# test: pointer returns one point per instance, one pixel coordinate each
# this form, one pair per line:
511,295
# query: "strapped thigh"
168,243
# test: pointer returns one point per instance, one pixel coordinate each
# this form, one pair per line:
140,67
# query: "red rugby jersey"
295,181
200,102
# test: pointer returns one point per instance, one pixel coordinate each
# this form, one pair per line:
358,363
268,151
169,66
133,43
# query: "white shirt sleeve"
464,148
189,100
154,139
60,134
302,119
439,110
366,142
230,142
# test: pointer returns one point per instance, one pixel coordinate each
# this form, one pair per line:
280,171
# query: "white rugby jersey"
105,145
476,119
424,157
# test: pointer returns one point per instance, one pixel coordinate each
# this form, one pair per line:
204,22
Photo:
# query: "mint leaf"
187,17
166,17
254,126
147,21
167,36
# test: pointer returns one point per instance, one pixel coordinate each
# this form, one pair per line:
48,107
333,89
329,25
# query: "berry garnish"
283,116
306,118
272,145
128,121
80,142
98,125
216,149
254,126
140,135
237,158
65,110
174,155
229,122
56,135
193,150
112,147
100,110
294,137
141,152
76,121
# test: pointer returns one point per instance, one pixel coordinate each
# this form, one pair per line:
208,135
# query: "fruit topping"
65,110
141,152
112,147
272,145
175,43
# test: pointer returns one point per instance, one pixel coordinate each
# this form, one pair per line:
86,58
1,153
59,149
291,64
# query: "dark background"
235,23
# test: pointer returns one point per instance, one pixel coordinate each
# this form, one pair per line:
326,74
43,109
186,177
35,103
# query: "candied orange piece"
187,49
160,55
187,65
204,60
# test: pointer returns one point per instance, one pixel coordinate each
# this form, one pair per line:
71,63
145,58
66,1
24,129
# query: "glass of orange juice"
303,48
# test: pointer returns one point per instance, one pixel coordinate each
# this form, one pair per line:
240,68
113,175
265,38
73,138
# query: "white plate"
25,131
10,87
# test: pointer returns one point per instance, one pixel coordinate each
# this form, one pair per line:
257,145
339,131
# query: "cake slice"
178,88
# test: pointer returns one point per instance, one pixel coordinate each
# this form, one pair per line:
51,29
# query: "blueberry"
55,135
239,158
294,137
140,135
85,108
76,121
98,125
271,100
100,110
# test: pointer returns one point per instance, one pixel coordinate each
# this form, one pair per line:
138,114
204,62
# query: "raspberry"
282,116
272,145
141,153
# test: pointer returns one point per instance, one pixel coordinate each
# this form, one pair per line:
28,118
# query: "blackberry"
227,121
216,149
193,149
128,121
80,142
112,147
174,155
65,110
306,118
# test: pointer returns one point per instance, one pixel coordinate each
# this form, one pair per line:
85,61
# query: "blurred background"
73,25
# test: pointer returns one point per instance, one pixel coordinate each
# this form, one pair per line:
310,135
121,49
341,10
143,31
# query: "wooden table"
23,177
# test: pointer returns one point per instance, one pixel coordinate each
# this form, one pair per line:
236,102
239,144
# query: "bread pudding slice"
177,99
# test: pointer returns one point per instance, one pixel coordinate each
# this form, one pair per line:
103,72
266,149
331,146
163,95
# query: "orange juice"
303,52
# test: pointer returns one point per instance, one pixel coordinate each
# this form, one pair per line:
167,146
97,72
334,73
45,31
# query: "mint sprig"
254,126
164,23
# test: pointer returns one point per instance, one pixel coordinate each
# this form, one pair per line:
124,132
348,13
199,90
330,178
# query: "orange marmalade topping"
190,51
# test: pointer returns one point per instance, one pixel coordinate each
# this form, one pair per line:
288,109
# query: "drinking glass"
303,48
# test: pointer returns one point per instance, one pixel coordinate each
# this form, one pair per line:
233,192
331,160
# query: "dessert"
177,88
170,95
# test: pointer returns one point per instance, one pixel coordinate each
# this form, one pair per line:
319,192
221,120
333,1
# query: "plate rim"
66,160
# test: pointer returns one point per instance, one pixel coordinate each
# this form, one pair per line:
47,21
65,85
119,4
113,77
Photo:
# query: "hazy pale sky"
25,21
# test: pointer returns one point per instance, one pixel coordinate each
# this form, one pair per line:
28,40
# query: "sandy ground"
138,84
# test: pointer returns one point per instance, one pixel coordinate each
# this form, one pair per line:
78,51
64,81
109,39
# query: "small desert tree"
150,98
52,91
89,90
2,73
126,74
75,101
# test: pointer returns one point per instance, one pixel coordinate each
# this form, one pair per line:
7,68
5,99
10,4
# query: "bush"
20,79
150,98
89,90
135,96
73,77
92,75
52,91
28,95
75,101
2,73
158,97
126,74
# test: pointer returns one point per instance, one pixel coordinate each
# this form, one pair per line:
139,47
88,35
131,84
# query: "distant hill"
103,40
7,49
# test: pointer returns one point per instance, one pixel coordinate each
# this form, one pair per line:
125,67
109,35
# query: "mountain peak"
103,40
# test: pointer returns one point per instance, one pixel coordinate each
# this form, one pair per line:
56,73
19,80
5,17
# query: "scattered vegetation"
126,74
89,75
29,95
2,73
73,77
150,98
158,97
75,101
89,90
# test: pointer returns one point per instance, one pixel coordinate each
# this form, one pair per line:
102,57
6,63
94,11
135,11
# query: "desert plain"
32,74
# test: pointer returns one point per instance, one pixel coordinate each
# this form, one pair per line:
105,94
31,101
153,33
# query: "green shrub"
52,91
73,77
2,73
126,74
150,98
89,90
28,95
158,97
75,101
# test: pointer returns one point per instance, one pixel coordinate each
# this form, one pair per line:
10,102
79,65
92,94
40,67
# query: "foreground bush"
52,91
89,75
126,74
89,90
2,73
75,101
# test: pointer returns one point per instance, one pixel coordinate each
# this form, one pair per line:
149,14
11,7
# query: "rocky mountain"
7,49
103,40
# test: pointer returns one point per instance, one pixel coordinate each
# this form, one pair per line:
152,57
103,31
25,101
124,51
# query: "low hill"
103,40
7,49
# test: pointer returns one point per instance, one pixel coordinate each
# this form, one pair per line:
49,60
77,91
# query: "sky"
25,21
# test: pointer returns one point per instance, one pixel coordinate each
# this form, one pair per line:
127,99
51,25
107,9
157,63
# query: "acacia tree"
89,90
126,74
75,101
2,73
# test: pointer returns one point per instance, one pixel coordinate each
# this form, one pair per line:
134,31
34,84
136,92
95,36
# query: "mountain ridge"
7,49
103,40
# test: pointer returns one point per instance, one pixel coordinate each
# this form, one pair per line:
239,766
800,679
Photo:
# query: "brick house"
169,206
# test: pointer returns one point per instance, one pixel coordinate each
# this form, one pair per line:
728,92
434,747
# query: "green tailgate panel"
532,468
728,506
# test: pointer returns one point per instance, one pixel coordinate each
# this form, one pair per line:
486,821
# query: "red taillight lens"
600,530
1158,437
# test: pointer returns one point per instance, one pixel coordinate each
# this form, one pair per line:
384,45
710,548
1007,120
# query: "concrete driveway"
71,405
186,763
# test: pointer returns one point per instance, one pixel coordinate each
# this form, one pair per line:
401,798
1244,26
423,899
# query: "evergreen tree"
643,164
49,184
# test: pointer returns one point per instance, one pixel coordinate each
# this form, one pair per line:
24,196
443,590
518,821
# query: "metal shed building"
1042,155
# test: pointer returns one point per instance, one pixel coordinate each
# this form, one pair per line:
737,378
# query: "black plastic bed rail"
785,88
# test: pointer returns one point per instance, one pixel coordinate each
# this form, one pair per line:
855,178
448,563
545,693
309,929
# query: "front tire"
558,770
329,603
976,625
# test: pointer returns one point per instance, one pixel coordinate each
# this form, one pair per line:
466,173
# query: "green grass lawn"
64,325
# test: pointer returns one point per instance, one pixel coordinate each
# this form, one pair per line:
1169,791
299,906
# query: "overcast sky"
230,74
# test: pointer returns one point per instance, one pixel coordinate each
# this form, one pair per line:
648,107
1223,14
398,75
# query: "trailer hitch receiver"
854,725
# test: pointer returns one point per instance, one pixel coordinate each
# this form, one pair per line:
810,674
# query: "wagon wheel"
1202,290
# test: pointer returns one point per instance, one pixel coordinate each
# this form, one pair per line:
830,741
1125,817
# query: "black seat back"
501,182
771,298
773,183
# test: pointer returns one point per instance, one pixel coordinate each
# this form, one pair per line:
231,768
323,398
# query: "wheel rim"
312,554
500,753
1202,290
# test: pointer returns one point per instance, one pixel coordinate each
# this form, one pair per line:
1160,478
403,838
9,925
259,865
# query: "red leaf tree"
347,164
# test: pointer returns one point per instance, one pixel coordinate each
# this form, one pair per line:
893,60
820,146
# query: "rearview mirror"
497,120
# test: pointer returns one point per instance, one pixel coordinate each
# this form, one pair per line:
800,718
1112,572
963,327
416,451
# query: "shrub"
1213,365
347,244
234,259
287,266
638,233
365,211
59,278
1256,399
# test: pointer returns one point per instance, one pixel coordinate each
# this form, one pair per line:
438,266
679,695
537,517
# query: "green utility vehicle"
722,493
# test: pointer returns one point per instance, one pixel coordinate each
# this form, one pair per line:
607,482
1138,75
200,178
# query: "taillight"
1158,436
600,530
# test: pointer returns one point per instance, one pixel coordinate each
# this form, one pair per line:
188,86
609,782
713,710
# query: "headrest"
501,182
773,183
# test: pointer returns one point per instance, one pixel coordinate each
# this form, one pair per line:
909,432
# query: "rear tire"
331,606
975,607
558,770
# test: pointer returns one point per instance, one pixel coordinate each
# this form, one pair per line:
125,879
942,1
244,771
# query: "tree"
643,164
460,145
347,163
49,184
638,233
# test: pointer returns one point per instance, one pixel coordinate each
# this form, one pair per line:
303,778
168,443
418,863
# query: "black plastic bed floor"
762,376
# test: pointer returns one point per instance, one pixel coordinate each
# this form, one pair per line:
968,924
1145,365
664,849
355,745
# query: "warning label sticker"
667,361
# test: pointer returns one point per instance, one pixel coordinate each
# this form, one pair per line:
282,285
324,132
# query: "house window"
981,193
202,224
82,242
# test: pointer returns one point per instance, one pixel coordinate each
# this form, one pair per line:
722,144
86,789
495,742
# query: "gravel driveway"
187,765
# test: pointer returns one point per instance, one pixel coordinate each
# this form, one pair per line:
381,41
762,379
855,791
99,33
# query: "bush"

....

▶ **Exercise aim**
Pull out every line of the data above that contains the word "taillight", and copy each one in full.

▶ **Written answer**
# query: "red taillight lens"
# query: "taillight"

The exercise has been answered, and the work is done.